Problem requirements -
Up to and including the line that holds "Could you please", copy every line of the records below exactly, starting at the first; leave pictures out.
=== Begin Enclosure ===
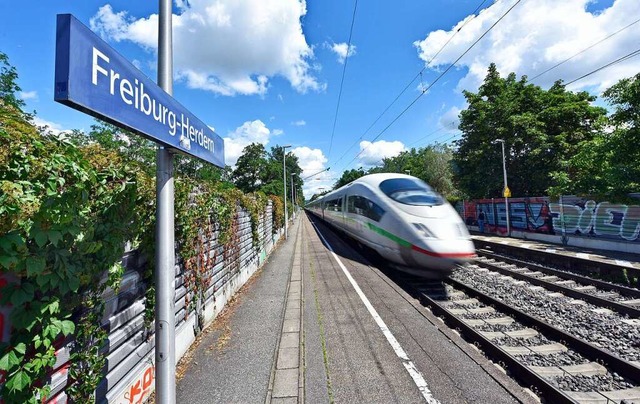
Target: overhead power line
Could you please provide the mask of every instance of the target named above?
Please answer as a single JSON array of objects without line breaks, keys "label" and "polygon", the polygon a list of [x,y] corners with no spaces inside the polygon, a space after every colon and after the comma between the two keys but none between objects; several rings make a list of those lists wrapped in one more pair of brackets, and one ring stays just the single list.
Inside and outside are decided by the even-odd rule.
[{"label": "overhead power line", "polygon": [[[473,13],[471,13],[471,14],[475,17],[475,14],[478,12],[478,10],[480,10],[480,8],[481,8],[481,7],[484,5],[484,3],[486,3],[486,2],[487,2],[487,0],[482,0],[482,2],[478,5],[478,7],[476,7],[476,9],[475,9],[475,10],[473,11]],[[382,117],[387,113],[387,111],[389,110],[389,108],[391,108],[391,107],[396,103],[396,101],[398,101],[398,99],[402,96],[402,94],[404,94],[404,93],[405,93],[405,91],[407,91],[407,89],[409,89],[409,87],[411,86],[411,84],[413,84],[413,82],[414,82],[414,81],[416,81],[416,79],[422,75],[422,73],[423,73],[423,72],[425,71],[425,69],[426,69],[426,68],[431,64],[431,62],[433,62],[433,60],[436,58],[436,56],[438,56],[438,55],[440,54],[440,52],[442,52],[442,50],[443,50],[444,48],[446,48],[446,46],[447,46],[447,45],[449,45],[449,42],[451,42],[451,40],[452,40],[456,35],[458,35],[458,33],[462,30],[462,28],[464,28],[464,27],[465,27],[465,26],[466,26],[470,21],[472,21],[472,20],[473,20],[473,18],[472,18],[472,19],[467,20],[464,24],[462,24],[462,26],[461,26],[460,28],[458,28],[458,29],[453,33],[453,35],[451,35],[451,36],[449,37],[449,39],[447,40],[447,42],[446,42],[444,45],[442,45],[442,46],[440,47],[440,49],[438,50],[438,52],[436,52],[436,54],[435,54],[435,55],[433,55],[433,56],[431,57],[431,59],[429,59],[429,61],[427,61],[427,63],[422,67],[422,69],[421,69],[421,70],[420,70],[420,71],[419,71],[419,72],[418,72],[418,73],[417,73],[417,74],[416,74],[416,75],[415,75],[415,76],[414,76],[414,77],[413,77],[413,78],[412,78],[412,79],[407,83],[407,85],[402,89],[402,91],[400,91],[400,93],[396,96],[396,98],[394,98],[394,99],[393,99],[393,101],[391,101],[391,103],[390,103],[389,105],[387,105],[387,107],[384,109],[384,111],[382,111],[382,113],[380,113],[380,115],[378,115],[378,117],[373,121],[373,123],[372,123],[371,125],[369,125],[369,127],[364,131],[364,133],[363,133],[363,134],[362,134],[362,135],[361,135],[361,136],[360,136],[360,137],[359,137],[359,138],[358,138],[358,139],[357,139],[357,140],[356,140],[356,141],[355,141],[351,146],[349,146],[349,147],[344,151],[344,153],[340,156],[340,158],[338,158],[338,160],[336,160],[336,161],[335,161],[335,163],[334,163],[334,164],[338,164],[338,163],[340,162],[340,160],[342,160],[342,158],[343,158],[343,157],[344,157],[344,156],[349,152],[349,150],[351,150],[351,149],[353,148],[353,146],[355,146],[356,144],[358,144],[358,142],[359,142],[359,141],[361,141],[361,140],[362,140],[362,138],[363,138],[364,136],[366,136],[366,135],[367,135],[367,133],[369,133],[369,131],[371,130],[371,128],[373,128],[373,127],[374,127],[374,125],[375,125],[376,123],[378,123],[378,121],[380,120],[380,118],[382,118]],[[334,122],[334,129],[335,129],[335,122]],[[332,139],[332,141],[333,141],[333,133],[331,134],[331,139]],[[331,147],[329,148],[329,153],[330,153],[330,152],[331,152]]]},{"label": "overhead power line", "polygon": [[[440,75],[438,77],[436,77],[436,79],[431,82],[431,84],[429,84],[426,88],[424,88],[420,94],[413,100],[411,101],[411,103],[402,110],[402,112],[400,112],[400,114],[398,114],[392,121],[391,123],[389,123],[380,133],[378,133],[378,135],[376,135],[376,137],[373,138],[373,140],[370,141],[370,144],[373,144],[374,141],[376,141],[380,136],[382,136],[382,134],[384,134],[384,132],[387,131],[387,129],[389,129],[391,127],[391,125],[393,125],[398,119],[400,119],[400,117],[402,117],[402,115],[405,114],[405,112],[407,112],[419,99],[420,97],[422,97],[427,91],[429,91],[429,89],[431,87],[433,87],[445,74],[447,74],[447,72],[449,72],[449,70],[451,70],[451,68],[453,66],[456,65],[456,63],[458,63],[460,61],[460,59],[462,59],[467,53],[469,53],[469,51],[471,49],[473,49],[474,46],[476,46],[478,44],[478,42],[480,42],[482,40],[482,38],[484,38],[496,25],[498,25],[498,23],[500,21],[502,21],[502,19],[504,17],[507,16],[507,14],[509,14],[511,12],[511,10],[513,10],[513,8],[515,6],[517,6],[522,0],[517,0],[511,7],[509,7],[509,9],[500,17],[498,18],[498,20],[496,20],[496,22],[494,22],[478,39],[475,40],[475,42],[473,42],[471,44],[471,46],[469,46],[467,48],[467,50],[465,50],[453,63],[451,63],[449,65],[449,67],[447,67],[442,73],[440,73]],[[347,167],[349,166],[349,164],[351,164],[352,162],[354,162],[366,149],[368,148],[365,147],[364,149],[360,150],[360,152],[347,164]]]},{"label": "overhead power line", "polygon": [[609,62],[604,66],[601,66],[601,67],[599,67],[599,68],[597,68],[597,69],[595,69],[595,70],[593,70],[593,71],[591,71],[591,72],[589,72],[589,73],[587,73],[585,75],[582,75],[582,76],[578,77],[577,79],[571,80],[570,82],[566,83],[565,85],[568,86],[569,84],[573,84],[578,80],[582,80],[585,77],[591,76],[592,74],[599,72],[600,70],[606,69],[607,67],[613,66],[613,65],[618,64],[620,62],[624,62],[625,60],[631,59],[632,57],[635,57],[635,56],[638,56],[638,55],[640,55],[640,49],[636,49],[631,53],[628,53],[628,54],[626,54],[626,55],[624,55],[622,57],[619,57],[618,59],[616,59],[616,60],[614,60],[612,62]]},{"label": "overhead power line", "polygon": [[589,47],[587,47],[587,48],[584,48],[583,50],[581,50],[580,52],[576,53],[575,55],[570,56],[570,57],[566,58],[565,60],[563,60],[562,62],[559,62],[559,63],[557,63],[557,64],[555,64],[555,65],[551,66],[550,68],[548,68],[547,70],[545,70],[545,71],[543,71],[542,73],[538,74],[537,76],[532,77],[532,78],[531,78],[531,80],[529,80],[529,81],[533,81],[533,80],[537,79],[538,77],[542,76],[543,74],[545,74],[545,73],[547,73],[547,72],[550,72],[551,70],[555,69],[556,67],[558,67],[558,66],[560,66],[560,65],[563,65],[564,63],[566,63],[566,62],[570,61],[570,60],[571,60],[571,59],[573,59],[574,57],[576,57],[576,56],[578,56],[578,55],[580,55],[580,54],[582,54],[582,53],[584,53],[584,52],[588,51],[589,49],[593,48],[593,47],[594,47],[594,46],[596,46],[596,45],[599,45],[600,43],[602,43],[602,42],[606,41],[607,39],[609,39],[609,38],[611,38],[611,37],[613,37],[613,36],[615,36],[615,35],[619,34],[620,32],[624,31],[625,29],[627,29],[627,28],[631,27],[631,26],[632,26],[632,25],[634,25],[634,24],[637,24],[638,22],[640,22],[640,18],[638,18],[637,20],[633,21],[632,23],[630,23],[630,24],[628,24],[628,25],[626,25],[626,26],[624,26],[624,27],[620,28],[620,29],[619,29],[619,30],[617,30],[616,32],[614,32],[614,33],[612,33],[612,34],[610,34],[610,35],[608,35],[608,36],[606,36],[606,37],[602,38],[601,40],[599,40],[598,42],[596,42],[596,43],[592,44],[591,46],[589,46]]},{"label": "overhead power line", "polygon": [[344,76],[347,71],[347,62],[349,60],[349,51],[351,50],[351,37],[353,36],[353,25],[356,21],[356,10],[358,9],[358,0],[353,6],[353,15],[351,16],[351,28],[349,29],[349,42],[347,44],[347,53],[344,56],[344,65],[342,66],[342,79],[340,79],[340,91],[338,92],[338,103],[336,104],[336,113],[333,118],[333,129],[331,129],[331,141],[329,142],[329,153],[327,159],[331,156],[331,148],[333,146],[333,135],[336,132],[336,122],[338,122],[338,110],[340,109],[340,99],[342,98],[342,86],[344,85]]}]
=== End Enclosure ===
Answer area -
Target: overhead power line
Could you please provide the mask of every instance of the target named above?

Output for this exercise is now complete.